[JOB]
Reproduce word for word the passage from the excerpt on stock valuations and future returns between "Source: John Cochrane" and "asset pricing 101.", inclusive.

[EXCERPT TO READ]

John Cochrane reply on X: 'The x axis variables are not independent. Yes, the line is powerful, but it represents only 3 or 4 historical episodes. It's like temperature measured every minute for 3 days.'

Source: John Cochrane on X, May 2026.

What These Charts Get Right

The economic intuition is sound. A stock index is ultimately a claim on future cash flows. If investors pay a higher price today for the same expected stream of earnings, dividends, and buybacks, future returns are mechanically lower unless growth or valuation surprise positively. That is asset pricing 101.

The empirical version of the claim is also well supported. Fama and French (1988) showed that dividend yields forecast future stock returns and that the regression R² rises with horizon: small on a 1-year forecast, climbing past 25 percent on a 4-year forecast. Cochrane (2008) formalized the framework: variation in the price/dividend ratio reflects variation in expected returns more than variation in expected cash flows. AQR, in their measured “Market Timing: Sin a Little” paper, summarized the literature as broadly supporting a valuation-return link, especially over 5-10 year horizons, while warning that practical market timing on the same relationship is much harder than the chart suggests.

For an individual investor, this kind of chart is useful for calibrating planning assumptions, not for market timing. If the next decade looks more like 2 to 4 percent real than 7 percent real, that flows through to retirement projections, savings rates, and withdrawal stress tests.

The Overlap Problem

Now the methodology critique. A 10-year rolling return, sampled monthly, is a moving average over 120 monthly returns. Move forward one month and 119 of those 120 returns are unchanged:

R_t,t+12k = (1/12k) × Σ_i=1..12k r_t+i

Under the simplifying assumption of independent monthly returns, the first-order correlation between adjacent rolling windows is approximately:

ρ₁ ≈ (12k − 1) / (12k)

[RECORDED DATA]

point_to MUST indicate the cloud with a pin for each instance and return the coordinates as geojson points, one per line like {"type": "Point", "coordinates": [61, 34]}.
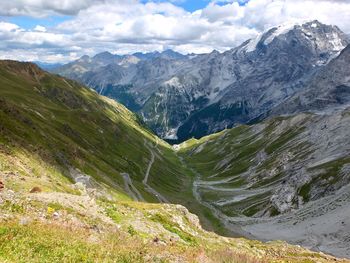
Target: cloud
{"type": "Point", "coordinates": [126, 26]}
{"type": "Point", "coordinates": [41, 8]}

[THE SOLUTION]
Source: John Cochrane on X, May 2026.

What These Charts Get Right

The economic intuition is sound. A stock index is ultimately a claim on future cash flows. If investors pay a higher price today for the same expected stream of earnings, dividends, and buybacks, future returns are mechanically lower unless growth or valuation surprise positively. That is asset pricing 101.